## TO DO:
1 – Retype the text on Napoleonic-format record keeping word for word, beginning at the words "(See my note" and stopping after "the Napoleonic format.".
2 – Answer these questions from the text on Napoleonic-format record keeping:
(a) Which kingdom did the Congress of Vienna establish in 1815?
(b) Until about when were Catholic clergy responsible for recording the births, marriages, and deaths of everyone?
(c) In what format were confirmation records in German written?

Records in the Napoleonic Format

One –at family, even though German by language and religion, did not live in German territory where the records were only kept at the parish level and recorded in fairly easy-to-read columns as required by the state church. They lived in an area which was a protectorate of the Russian Empire where the system of record keeping was introduced by Napoleon in 1807 as a result of his conquest of this territory. He established the Duchy of Warsaw, a protectorate of the French Empire until his defeat in 1815. Then the Congress of Vienna, composed of representatives of many nations, established the Kingdom of Poland in 1815.[i]

In 1808 the Code of Napoleon initiated a civil (not church) registration of births, marriages, deaths, and sometimes even marriage intentions, commonly known as banns. After Napoleon was defeated, the French Duchy of Warsaw came under Imperial Russian administration from 1815 to 1918.[ii] Nevertheless, the civil registration in the Napoleonic format continued throughout the Russian administration.[iii]

Instead of the local parish pastors recording the births and baptisms, marriages, and deaths and burials in their “kirchenbuchs,” the clergy were appointed as civil registrars to keep civil registers. They still wrote down the details of each record, but they did so as employees of the state, not the state church. Catholic clergy were responsible for recording the births, marriages, and deaths of everyone until the mid-1820s.[iv]

(See my note below.) Then Jews, Evangelical Lutherans, and other non-Catholics were allowed to maintain their own civil registers. The church “registers” also used the civil format so that the civil registers were actually duplicates of the original church books.[v] In spite of the armies that crossed and recrossed these lands throughout the 19th and 20th centuries, it is generally the local records[vi] which have survived in the archives of Germany, Poland, and Lithuania and have since been microfilmed. Occasionally, both the local and state copies appear on microfilm. Confirmation records in German were written in columns, a format consistent with the German “kirchenbuchs.” Confirmation records were not required as part of the civil registration in the Napoleonic format.

## MATERIAL PROVIDED:
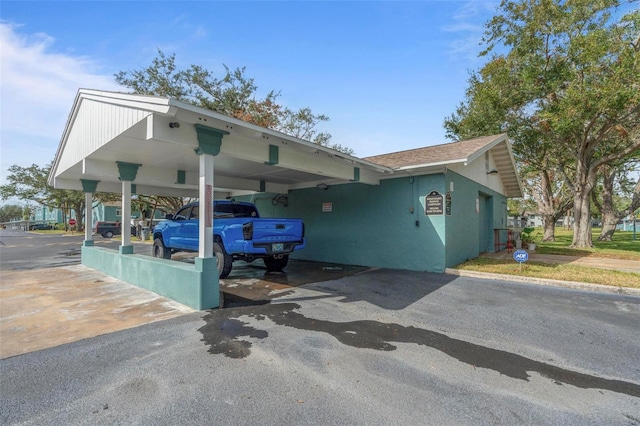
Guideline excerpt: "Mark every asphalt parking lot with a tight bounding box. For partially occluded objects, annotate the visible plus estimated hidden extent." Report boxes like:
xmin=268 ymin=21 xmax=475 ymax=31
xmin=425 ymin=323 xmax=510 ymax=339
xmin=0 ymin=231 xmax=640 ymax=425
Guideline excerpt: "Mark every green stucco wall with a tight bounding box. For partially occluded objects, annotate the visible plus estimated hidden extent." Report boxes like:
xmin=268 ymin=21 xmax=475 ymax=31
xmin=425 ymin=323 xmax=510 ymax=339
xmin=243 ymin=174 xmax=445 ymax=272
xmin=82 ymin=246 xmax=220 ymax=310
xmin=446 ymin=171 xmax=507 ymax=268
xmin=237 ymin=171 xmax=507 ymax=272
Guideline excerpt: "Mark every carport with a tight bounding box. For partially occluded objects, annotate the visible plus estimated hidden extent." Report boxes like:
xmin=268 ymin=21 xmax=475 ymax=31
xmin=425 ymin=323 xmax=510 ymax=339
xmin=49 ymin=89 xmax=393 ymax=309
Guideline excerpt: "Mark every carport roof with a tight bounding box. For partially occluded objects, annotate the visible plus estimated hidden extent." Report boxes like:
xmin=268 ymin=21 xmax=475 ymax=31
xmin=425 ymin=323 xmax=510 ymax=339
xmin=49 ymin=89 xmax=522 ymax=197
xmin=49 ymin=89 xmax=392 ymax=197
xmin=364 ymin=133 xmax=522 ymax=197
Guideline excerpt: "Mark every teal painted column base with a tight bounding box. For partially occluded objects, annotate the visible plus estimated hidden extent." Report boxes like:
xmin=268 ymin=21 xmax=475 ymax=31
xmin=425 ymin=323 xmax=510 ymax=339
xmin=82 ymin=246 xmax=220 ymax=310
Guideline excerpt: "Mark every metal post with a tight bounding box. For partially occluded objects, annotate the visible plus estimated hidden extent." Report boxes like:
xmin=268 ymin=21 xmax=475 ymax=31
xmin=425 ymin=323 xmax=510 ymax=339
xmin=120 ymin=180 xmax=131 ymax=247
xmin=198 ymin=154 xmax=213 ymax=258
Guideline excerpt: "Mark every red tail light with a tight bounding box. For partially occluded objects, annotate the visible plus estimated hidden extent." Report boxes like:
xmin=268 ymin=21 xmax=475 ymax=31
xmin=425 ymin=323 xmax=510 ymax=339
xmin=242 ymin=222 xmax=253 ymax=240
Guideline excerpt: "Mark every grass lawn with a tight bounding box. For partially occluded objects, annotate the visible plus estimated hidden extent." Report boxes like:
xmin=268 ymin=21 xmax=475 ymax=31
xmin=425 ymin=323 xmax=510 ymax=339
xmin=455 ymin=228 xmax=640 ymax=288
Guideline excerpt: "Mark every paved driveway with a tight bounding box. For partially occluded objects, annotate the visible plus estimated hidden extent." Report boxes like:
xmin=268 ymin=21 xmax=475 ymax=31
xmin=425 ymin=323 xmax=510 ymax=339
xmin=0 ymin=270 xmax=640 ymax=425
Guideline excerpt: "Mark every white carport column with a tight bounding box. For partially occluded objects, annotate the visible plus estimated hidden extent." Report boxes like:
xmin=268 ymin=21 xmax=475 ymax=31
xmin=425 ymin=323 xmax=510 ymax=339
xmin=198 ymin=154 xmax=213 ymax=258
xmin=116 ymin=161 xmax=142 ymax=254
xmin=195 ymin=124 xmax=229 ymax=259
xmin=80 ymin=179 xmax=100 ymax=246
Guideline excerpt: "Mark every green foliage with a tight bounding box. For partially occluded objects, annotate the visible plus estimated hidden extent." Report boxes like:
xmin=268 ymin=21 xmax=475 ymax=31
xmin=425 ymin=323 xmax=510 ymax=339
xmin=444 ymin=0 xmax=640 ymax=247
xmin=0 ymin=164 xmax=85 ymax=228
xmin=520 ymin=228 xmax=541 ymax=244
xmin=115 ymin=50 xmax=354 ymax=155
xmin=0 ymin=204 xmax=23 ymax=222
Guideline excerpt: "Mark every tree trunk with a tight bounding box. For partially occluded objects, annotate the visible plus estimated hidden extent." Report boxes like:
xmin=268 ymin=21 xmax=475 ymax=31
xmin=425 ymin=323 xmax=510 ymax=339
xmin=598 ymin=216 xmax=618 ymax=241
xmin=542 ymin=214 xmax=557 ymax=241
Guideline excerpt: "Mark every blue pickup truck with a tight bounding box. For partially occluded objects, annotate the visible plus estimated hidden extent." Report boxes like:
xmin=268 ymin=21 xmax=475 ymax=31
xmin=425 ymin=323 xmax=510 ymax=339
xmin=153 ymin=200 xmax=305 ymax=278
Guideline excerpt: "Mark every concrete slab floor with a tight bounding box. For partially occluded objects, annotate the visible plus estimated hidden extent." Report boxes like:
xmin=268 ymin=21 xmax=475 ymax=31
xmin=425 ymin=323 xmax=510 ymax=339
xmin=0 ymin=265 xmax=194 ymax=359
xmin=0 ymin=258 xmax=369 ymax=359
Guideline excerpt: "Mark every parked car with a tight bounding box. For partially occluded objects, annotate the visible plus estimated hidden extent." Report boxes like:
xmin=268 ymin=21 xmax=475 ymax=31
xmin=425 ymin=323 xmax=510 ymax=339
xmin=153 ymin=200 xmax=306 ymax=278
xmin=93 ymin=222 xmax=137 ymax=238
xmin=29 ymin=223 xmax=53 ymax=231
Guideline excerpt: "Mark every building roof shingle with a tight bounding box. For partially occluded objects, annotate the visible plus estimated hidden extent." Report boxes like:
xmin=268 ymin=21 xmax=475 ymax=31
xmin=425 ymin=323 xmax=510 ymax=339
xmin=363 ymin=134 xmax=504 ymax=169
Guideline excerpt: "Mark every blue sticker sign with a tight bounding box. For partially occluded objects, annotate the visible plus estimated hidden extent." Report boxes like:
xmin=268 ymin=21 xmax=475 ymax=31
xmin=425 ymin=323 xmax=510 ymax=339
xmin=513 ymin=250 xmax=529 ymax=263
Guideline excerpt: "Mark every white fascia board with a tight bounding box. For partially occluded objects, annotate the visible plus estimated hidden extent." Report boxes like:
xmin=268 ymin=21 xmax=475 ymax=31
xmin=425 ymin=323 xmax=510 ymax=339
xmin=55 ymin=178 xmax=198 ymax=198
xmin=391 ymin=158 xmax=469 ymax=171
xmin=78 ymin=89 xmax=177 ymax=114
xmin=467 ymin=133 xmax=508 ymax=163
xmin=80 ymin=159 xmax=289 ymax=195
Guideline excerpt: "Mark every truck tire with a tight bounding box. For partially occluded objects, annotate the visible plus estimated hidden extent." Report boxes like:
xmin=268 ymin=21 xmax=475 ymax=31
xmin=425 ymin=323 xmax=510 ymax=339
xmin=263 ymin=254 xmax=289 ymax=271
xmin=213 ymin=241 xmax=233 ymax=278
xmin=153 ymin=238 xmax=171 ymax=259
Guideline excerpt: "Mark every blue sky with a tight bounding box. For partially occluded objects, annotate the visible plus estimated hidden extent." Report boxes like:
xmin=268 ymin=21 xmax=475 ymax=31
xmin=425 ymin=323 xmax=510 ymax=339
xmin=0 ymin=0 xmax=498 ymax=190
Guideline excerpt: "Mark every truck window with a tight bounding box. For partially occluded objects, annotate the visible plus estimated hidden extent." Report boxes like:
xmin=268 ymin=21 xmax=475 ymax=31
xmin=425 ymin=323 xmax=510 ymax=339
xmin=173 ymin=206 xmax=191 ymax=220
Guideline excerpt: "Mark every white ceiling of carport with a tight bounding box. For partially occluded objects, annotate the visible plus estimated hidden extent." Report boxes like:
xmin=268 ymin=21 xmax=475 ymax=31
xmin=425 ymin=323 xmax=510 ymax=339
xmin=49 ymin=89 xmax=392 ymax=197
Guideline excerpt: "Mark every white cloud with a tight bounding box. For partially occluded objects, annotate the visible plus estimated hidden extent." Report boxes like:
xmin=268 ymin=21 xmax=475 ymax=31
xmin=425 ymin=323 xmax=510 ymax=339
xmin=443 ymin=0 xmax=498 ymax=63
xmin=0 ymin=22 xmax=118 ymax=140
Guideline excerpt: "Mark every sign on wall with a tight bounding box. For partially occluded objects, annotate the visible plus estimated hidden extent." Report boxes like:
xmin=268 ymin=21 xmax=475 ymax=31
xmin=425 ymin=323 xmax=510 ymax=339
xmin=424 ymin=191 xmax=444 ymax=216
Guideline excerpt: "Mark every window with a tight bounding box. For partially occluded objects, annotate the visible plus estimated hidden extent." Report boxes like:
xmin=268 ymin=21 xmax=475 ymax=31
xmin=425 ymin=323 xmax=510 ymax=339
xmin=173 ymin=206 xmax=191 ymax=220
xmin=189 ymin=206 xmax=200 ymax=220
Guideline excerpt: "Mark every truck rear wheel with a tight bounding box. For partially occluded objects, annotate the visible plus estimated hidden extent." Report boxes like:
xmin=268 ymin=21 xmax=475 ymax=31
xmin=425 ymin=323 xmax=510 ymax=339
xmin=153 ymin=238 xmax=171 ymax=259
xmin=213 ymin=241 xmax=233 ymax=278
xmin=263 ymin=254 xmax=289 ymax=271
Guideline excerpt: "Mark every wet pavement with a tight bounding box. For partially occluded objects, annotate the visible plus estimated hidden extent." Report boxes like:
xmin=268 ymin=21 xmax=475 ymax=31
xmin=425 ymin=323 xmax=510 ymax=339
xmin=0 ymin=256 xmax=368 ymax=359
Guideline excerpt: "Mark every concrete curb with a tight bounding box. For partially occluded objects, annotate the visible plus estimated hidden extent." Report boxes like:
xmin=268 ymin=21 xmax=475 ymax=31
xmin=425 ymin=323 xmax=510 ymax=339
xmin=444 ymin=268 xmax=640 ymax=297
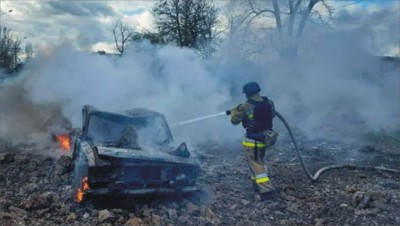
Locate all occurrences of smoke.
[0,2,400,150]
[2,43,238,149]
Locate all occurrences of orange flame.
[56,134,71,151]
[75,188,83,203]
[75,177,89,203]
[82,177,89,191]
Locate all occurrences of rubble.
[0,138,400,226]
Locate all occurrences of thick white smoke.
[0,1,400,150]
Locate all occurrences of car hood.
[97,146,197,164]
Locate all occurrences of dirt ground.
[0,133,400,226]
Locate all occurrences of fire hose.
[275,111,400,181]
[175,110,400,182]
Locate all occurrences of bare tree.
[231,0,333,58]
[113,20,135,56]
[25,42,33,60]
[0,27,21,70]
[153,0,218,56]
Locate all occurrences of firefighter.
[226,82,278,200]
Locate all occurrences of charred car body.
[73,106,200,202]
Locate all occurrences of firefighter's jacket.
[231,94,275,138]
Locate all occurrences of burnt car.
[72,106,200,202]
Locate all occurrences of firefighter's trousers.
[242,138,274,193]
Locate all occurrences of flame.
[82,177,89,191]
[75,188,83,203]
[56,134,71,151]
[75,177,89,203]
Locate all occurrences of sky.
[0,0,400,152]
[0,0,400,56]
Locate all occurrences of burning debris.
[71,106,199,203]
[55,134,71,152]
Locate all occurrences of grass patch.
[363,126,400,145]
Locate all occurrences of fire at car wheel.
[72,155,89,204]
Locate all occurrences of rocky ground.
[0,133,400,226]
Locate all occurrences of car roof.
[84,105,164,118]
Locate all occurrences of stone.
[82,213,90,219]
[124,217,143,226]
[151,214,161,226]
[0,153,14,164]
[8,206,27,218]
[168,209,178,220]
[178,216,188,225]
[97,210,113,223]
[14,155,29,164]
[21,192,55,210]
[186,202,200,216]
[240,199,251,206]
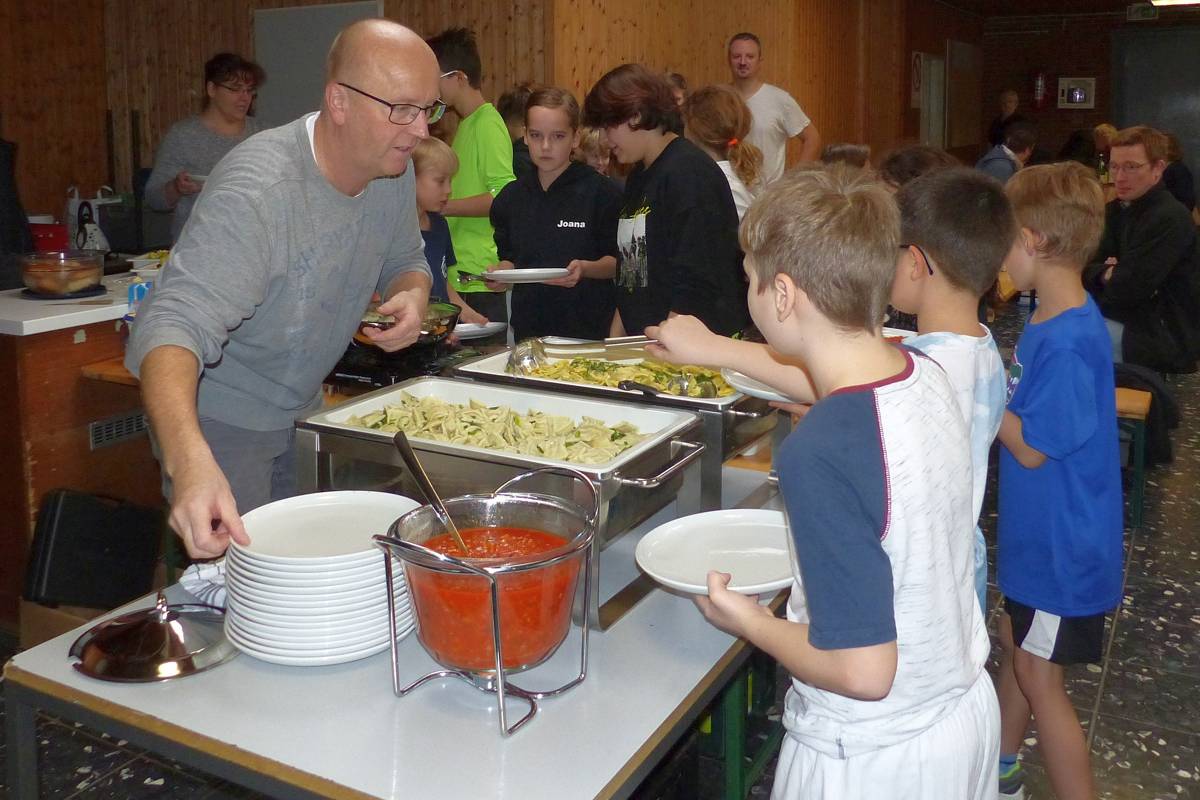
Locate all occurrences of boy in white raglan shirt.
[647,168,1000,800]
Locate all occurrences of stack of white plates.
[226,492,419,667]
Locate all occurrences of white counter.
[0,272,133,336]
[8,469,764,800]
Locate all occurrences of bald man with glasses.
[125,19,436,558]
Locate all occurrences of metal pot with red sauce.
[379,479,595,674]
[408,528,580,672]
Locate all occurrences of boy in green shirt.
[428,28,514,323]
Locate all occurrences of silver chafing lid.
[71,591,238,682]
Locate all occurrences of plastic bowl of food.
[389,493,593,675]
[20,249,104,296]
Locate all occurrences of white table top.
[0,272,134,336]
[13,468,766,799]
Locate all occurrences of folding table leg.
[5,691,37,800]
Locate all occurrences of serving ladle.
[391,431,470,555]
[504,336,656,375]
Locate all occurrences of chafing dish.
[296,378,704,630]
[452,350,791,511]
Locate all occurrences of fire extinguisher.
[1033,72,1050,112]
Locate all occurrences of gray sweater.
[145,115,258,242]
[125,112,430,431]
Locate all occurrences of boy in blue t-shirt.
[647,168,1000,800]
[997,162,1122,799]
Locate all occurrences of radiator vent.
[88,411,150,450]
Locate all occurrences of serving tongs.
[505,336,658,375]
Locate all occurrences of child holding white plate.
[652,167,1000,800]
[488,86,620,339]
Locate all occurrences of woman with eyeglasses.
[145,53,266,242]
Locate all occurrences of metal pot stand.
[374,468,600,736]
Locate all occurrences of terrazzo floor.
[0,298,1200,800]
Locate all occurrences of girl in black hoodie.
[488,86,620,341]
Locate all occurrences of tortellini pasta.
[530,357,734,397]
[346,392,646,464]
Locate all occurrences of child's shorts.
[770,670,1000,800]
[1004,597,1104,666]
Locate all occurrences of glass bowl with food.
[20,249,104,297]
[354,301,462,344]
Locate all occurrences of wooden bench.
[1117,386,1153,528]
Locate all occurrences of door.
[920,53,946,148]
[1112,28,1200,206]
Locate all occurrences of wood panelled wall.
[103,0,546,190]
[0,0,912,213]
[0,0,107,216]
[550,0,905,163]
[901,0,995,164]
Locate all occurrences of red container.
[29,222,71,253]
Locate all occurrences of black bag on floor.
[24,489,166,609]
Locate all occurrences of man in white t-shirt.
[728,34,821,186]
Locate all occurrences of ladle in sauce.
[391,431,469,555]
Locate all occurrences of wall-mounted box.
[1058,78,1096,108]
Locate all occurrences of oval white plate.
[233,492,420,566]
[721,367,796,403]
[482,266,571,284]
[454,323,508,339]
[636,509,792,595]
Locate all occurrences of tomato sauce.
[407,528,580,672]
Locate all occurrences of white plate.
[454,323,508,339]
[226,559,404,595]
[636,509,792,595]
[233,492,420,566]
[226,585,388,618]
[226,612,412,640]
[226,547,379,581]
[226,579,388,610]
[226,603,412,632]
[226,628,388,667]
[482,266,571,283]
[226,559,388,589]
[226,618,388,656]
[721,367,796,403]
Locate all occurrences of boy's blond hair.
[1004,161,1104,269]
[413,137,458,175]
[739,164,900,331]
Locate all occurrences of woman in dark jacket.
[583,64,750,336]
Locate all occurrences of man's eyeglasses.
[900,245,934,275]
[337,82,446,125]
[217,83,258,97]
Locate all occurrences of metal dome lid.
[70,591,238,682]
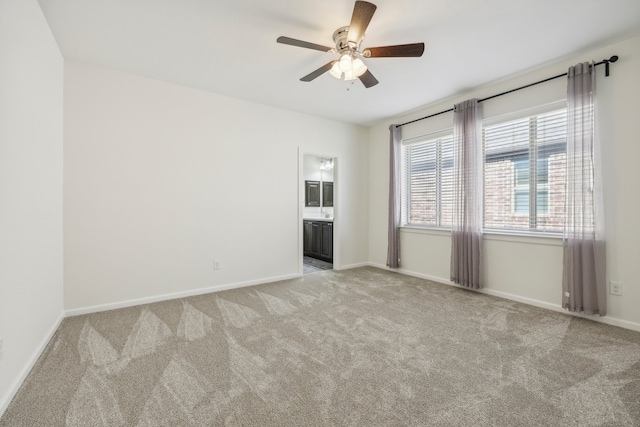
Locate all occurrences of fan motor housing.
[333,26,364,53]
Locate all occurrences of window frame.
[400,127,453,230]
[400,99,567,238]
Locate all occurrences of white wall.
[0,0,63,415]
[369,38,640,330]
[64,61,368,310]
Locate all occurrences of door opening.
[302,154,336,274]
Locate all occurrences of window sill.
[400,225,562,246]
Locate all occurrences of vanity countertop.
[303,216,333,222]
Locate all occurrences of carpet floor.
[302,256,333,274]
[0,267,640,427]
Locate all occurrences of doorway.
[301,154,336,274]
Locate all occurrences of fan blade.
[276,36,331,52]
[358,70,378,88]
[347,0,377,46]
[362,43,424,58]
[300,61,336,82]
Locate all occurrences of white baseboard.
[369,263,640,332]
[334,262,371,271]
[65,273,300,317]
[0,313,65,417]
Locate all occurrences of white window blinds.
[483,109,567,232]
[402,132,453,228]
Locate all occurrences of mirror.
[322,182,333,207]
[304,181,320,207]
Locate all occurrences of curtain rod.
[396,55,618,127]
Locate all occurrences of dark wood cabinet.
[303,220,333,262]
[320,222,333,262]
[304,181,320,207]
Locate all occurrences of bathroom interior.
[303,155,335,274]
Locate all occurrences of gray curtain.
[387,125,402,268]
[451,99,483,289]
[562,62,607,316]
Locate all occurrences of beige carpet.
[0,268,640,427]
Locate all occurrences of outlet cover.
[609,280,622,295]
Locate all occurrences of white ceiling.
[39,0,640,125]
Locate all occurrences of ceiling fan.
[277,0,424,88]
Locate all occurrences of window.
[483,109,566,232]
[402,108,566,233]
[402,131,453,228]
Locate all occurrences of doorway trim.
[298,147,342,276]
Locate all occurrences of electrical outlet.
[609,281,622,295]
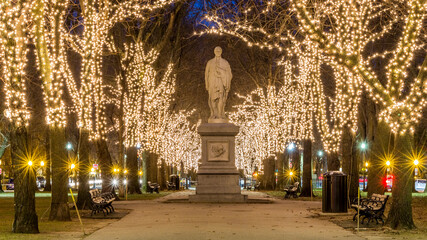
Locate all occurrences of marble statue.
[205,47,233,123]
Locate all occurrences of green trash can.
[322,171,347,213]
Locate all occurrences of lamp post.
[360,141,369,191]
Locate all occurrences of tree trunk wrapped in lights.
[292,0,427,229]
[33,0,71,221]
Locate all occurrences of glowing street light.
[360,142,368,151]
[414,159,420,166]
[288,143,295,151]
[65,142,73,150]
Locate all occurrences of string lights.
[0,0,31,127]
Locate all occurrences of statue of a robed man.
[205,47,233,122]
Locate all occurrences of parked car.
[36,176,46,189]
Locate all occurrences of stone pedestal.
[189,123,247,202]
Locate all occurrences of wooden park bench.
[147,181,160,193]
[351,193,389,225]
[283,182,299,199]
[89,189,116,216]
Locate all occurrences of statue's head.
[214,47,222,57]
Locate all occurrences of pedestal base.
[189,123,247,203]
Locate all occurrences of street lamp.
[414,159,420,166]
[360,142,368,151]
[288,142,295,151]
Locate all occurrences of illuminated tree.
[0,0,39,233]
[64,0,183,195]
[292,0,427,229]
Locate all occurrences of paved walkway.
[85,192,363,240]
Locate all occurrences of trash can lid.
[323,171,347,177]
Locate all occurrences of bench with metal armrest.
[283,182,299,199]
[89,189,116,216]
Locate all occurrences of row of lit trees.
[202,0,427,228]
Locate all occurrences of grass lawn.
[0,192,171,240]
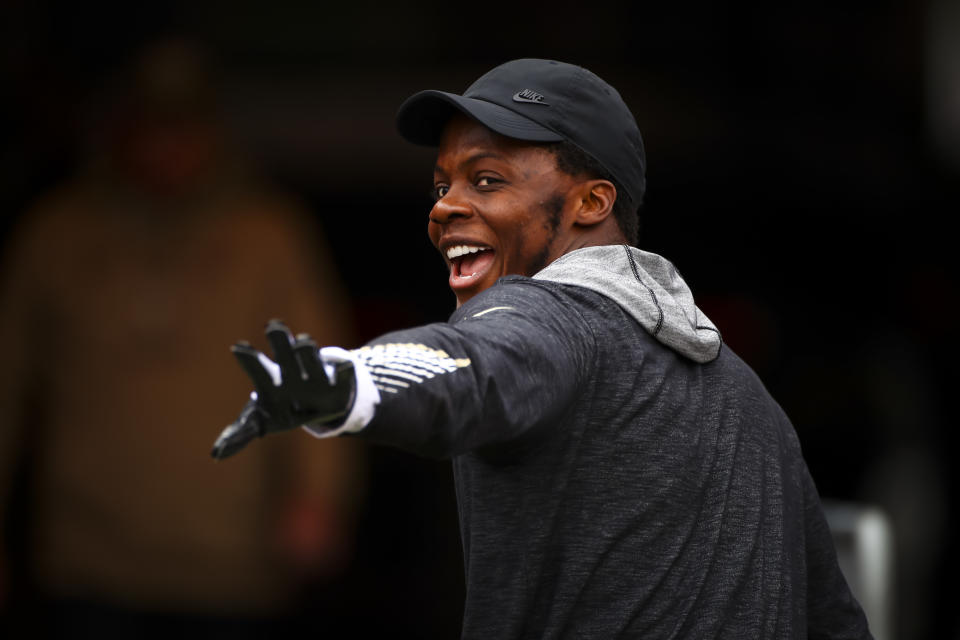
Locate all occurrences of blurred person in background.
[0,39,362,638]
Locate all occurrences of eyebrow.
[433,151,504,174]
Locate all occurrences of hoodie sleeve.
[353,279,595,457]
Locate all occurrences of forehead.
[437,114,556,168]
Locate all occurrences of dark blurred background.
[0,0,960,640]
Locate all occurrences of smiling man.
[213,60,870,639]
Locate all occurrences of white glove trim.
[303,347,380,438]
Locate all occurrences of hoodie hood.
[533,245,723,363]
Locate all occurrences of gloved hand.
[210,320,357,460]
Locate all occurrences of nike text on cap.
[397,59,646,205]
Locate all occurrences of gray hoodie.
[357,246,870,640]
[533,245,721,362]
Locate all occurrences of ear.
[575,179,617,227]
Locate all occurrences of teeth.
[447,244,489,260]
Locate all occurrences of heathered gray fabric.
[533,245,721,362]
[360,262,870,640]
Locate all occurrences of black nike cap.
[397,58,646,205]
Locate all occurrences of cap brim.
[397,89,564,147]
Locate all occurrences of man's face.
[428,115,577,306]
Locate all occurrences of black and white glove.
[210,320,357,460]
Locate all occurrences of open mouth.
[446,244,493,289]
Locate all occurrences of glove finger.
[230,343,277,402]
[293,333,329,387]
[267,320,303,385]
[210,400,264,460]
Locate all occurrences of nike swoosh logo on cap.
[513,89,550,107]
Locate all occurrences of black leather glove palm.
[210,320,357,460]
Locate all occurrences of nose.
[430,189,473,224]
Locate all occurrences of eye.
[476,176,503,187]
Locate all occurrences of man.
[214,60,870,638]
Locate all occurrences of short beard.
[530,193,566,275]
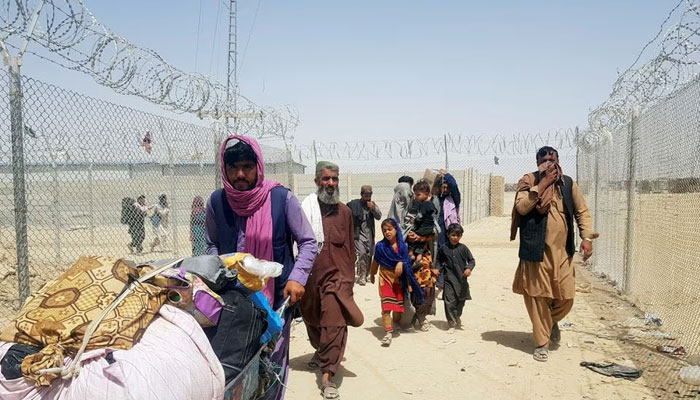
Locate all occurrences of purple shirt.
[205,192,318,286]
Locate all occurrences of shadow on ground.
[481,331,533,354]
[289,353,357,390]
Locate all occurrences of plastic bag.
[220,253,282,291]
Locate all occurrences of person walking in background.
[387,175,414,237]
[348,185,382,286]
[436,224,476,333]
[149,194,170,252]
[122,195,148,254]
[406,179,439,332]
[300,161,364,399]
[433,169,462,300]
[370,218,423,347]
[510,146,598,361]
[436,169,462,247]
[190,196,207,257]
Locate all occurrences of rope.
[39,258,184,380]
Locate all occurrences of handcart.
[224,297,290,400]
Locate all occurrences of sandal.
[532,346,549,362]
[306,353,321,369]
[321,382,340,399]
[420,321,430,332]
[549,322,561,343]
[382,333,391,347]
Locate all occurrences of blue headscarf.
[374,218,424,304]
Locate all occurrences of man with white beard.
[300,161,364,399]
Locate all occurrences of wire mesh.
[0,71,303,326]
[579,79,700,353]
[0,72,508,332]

## PER-TASK ANSWERS:
1 –
(See my note below.) Then Jews, Evangelical Lutherans, and other non-Catholics were allowed to maintain their own civil registers. The church “registers” also used the civil format so that the civil registers were actually duplicates of the original church books.[v] In spite of the armies that crossed and recrossed these lands throughout the 19th and 20th centuries, it is generally the local records[vi] which have survived in the archives of Germany, Poland, and Lithuania and have since been microfilmed. Occasionally, both the local and state copies appear on microfilm. Confirmation records in German were written in columns, a format consistent with the German “kirchenbuchs.” Confirmation records were not required as part of the civil registration in the Napoleonic format.

2 –
(a) The Kingdom of Poland.
(b) Until the mid-1820s.
(c) In columns.